§ Data rows:
* begin *
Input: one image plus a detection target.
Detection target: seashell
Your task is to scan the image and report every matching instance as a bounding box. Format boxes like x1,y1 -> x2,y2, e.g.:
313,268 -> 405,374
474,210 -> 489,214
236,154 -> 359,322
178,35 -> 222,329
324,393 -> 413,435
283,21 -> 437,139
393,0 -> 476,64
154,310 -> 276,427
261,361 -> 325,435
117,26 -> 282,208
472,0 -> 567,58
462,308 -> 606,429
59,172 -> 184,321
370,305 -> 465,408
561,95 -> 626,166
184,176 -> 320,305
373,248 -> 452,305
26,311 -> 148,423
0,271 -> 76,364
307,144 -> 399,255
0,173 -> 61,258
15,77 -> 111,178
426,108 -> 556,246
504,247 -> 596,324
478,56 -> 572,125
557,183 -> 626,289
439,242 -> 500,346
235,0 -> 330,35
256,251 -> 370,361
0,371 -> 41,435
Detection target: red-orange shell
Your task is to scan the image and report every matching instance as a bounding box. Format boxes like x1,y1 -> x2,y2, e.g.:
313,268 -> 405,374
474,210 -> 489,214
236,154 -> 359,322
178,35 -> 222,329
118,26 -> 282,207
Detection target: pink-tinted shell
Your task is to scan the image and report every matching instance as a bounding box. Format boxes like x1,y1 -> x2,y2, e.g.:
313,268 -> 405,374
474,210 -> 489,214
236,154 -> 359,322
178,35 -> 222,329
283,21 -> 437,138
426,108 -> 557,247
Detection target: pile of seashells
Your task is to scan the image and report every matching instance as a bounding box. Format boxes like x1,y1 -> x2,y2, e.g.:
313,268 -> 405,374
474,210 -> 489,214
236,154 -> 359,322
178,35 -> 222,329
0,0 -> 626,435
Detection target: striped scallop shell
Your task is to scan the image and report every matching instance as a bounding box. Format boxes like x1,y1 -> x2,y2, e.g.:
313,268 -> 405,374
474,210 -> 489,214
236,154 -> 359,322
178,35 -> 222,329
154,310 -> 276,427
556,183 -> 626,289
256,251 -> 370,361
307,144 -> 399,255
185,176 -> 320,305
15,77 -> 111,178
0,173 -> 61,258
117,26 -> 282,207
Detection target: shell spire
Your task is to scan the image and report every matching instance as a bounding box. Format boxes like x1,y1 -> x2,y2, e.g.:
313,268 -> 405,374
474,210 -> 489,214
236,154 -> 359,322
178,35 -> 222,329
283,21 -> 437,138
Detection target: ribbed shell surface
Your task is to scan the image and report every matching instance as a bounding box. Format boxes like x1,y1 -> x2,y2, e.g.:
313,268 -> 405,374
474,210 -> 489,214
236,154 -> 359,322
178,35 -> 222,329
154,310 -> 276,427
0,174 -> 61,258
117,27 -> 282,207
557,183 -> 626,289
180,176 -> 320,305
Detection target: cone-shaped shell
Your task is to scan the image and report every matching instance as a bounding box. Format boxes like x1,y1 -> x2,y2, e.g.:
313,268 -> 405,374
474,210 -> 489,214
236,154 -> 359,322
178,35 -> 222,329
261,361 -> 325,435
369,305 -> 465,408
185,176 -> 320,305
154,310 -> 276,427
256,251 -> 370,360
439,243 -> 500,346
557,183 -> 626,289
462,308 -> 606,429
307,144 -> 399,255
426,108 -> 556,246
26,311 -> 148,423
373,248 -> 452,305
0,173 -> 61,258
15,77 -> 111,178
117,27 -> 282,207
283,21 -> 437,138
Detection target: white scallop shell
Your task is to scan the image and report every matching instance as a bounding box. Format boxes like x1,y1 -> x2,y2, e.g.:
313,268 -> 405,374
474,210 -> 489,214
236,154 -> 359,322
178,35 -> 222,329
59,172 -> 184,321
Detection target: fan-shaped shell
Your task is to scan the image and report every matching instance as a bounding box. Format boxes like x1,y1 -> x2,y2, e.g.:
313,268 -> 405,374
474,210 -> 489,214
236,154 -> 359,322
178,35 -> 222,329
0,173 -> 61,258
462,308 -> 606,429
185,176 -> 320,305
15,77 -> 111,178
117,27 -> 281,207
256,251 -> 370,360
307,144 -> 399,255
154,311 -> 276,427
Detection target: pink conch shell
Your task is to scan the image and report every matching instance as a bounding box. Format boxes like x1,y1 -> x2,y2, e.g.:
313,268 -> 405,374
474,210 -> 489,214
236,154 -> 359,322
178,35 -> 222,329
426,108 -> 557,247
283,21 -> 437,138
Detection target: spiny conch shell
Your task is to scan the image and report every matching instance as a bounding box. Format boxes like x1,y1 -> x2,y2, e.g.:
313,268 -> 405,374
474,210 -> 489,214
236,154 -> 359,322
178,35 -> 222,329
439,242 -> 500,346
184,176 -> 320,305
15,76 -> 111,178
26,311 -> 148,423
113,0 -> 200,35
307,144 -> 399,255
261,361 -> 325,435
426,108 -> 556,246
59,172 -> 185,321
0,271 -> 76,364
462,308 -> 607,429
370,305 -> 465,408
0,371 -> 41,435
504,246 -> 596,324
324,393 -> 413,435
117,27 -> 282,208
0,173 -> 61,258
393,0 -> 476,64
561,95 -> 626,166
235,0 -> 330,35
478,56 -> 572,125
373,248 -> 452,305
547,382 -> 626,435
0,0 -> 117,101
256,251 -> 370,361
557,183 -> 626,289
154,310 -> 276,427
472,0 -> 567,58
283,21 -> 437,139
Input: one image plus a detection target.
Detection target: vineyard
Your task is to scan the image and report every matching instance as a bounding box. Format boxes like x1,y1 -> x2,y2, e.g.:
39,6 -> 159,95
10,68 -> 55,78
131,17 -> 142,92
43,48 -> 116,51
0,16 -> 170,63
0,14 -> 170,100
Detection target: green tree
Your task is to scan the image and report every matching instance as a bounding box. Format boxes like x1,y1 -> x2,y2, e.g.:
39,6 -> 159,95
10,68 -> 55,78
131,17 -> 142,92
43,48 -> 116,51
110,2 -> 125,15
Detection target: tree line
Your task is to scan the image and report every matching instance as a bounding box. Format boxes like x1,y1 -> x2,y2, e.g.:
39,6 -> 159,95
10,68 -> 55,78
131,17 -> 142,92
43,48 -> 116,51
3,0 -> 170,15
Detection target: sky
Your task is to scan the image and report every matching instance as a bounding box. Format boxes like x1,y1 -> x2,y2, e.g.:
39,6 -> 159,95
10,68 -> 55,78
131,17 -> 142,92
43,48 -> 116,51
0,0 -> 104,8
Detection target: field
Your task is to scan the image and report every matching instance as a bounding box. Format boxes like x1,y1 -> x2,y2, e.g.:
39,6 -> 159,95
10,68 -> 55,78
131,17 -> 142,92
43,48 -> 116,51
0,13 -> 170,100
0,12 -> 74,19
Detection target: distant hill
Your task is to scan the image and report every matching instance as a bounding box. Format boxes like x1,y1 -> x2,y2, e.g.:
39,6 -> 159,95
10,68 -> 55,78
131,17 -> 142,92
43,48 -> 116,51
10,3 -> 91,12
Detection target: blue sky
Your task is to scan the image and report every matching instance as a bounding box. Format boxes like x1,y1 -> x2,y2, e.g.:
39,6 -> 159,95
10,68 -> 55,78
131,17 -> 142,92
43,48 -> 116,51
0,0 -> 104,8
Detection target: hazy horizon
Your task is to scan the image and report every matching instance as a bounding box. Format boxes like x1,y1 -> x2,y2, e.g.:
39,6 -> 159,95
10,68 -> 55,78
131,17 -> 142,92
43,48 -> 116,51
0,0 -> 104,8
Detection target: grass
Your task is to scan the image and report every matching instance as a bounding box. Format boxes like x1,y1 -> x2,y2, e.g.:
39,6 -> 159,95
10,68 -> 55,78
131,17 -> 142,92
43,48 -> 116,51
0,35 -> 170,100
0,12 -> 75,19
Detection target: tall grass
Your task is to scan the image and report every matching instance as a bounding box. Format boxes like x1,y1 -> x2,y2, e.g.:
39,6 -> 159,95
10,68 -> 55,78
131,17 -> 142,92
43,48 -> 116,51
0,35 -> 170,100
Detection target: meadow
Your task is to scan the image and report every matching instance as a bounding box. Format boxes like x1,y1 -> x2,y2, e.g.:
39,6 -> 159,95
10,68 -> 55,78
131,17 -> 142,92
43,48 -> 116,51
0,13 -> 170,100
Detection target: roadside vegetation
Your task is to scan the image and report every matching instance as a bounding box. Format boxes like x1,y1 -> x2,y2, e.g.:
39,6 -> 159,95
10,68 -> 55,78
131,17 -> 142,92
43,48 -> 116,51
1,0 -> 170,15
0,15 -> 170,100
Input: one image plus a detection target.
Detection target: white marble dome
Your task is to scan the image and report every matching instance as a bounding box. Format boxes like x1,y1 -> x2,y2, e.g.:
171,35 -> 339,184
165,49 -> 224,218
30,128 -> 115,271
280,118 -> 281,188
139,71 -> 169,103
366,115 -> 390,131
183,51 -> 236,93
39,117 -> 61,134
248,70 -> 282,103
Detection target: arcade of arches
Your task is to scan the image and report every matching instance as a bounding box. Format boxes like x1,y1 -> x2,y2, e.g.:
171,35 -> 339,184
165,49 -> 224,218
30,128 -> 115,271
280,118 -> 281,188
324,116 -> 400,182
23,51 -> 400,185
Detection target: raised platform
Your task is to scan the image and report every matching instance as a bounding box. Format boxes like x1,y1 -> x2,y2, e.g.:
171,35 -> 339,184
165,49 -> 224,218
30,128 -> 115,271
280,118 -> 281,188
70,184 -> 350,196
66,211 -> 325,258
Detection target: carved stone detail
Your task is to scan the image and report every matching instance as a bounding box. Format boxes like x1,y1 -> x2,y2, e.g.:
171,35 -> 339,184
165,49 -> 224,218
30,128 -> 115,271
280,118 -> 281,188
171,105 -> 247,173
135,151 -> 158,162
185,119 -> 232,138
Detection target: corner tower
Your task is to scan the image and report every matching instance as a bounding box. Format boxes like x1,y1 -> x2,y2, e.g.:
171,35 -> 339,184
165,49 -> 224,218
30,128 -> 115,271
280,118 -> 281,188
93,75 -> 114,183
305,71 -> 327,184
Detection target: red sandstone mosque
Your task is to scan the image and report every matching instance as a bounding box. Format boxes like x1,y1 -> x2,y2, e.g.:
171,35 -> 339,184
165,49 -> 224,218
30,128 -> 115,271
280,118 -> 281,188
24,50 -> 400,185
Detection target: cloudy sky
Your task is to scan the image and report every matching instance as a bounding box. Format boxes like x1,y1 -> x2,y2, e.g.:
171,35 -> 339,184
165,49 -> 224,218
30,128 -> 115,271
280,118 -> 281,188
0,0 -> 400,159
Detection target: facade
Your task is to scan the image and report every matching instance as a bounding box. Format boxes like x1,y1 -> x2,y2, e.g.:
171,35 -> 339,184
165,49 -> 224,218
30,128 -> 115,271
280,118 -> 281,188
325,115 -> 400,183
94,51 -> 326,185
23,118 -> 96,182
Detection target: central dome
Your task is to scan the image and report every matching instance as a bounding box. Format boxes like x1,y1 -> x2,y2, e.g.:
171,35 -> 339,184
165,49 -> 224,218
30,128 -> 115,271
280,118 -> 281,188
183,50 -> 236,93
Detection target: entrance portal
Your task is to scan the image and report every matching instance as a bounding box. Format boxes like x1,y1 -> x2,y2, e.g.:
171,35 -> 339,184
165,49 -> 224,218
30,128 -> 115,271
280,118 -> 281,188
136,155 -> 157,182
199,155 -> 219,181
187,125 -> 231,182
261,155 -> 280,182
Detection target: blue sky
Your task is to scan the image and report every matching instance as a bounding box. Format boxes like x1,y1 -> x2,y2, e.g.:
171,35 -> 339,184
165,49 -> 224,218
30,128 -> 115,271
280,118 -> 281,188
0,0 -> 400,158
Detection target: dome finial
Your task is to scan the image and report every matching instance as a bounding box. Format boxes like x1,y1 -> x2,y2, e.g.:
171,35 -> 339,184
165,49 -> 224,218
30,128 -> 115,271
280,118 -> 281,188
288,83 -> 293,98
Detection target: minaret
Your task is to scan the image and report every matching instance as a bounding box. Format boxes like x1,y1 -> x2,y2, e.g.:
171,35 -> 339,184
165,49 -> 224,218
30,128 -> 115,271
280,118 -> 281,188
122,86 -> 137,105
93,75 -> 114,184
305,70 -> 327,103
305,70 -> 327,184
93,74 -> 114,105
* end *
§ Exercise goal: Take the lines from the one with "Detection target: meadow" to the one with "23,51 -> 400,185" and write them out again, changing "roadside vegetation" to "roadside plants" and keeping everything else the same. Give only those lines.

§ Reply to the task:
Detection target: meadow
Your task is to scan the image and report every matching instance as a bounding box. Format boxes like x1,y1 -> x2,y2, e.g.:
39,6 -> 159,95
10,68 -> 55,78
131,17 -> 142,92
43,48 -> 116,51
0,13 -> 170,100
Detection target: roadside plants
Your task is to scan the image and report every matching instance as a bounding box. Format boxes like x1,y1 -> x2,y2, e.g.:
39,6 -> 159,95
10,68 -> 55,78
131,17 -> 142,92
43,48 -> 116,51
1,0 -> 170,15
0,15 -> 170,100
Input: one image plus a detection target.
Detection target: white marble dome
Your task is to scan the image and report every matching instance as a bounding box. Format boxes like x1,y1 -> x2,y2, e.g.:
171,35 -> 339,184
165,49 -> 224,218
30,128 -> 115,271
280,118 -> 281,188
139,71 -> 169,103
366,115 -> 390,131
183,51 -> 236,93
39,117 -> 61,134
248,70 -> 282,103
Detection target: arcade of arches
Your task is to scan the image and report every matching instance as a bounding box. Format boxes like x1,y1 -> x2,y2, e.g.:
171,35 -> 339,184
165,49 -> 224,218
30,128 -> 115,271
280,118 -> 281,188
324,116 -> 400,182
23,51 -> 400,185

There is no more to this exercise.